Heavenly White Chocolate Raspberry Muffins You'll Love

Delight in these White Chocolate Raspberry Muffins, a perfect blend of rich chocolate and fruity tart raspberry goodness.
Prep Time 15 minutes
Cook Time 30 minutes
Cooling Time 10 minutes
Total Time 55 minutes
Servings: 10 muffins
Course: Dessert
Cuisine: American
Calories: 250

Ingredients
  

For the Batter
  • 2 pcs Eggs Flaxseed meal mixed with water can be used as a vegan alternative.
  • 300 ml Buttermilk Yogurt mixed with milk or plant-based milk with vinegar can be substituted.
  • 50 grams Vegetable Oil Can be replaced with melted coconut oil or melted butter.
  • 100 grams Butter Use melted and cooled butter; vegan butter is a great alternative.
  • 300 grams Flour All-purpose flour is ideal but whole wheat offers a healthier option.
  • 2 tsp Baking Powder Ensure freshness for the best results.
  • 0.25 tsp Bicarbonate of Soda Compliments baking powder for additional lift.
  • 40 grams Light Brown Sugar White sugar can substitute but will alter the flavor.
  • 140 grams Caster Sugar Granulated sugar can be used as well.
  • 1 tsp Vanilla Extract Vanilla essence can substitute in a pinch.
  • 100 grams Frozen Raspberries Fresh raspberries are an excellent alternative.
  • 200 grams White Chocolate Chips Dark chocolate chips can be used for an intense flavor.
Optional Topping
  • Powdered Sugar For a light dusting on top.

» Job: Could you continue the white chocolate raspberry muffin recipe from its last line? The entries after this recipe come from a separate source.

» Information given:

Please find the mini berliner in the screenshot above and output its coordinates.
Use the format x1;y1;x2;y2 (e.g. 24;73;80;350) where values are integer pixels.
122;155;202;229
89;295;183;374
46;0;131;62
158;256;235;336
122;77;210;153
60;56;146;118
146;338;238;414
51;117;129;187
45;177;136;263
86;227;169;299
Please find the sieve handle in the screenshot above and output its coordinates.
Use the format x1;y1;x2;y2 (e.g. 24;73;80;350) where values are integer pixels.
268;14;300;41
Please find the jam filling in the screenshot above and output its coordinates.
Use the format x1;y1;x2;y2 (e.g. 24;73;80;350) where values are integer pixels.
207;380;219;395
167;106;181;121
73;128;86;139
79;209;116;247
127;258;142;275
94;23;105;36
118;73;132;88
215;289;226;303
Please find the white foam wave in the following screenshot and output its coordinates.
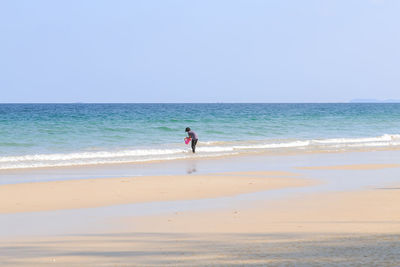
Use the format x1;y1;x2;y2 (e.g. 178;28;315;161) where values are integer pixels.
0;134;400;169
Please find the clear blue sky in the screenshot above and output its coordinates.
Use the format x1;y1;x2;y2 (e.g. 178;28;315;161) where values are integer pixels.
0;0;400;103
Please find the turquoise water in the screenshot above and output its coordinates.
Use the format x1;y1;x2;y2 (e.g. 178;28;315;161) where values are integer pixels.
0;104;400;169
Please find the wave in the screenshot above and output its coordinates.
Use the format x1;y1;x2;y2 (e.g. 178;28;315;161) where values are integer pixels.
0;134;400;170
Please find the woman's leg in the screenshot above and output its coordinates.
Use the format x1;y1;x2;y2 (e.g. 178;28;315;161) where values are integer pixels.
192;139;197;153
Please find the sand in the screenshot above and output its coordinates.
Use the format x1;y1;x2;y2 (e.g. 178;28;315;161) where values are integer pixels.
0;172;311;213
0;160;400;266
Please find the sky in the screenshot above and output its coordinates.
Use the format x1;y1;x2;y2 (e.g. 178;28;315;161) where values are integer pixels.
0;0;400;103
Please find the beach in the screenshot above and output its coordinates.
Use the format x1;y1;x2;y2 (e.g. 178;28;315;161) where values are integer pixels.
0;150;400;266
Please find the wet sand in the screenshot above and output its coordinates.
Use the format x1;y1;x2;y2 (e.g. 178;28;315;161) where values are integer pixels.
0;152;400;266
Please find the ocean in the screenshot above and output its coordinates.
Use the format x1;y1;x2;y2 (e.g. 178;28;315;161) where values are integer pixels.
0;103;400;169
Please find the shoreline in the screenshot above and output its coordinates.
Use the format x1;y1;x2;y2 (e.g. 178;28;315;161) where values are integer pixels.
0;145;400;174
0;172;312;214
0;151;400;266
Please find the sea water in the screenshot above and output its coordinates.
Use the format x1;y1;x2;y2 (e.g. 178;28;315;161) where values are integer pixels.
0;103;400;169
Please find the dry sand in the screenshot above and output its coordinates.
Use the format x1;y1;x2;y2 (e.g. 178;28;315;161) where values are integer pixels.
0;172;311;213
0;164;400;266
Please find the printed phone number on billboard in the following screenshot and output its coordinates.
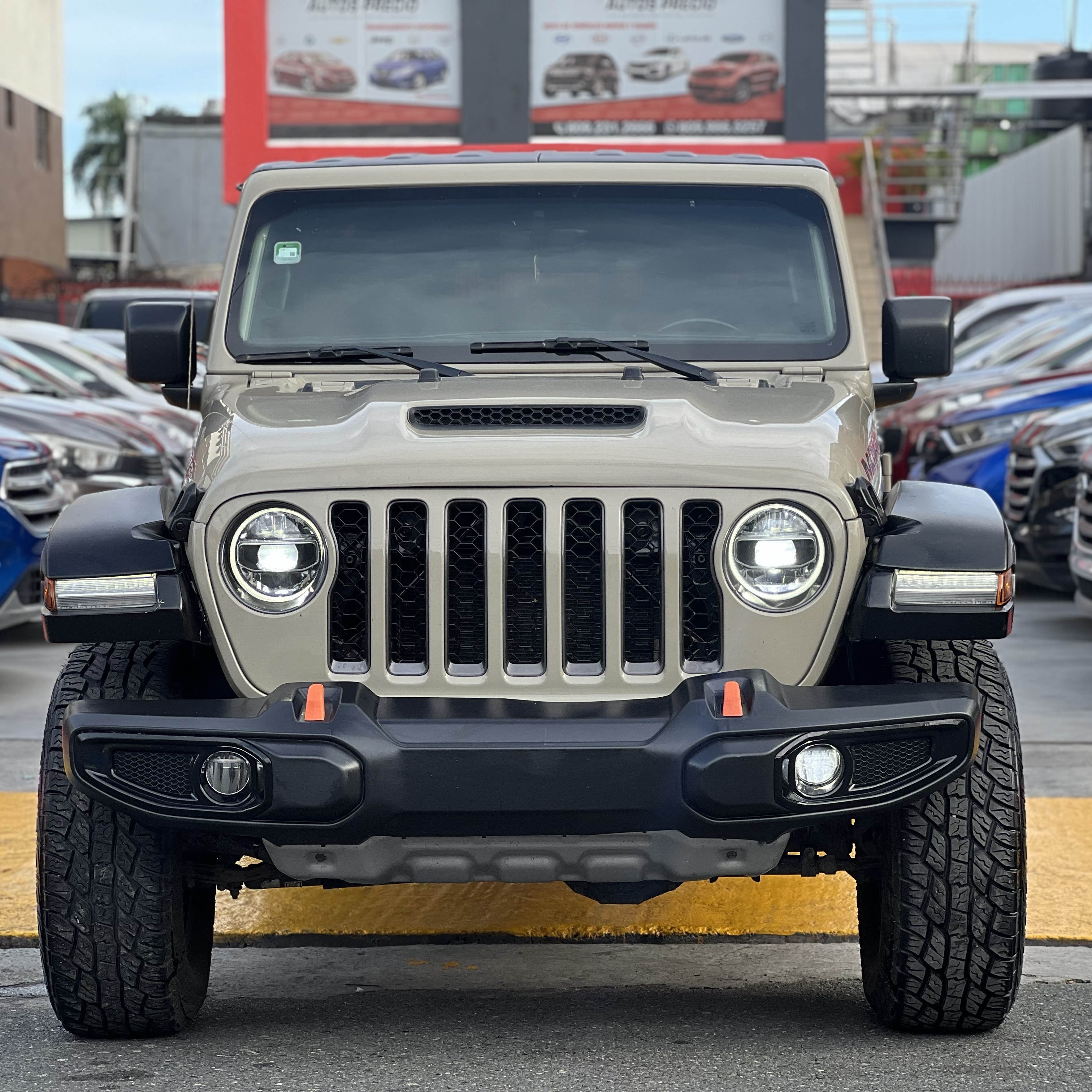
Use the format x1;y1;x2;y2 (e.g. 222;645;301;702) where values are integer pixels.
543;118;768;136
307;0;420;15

» Right answer:
Equipment

  • Muffin tin
  • Mixing Bowls
  • whisk
  • spatula
  • Measuring cups and spoons

Method
 

Step-by-Step Instructions
  1. Preheat your oven to 200°C (or 180°C for fan-assisted) and line a muffin tin with 10 muffin cases.
  2. Whisk together the vegetable oil, buttermilk, melted butter, vanilla extract, and eggs until well combined.
  3. Sift together the flour, baking powder, and bicarbonate of soda, then mix in the light brown sugar and caster sugar.
  4. Make a well in the dry ingredients and pour in the wet mixture, stirring gently until just combined.
  5. Fold in the white chocolate chips and frozen raspberries gently.
  6. Portion the batter into the muffin cases, filling each about two-thirds full.
  7. Bake in the preheated oven for 25 to 30 minutes until risen and a toothpick comes out clean.
  8. Let the muffins cool in the tin for 5-10 minutes before transferring to a wire rack.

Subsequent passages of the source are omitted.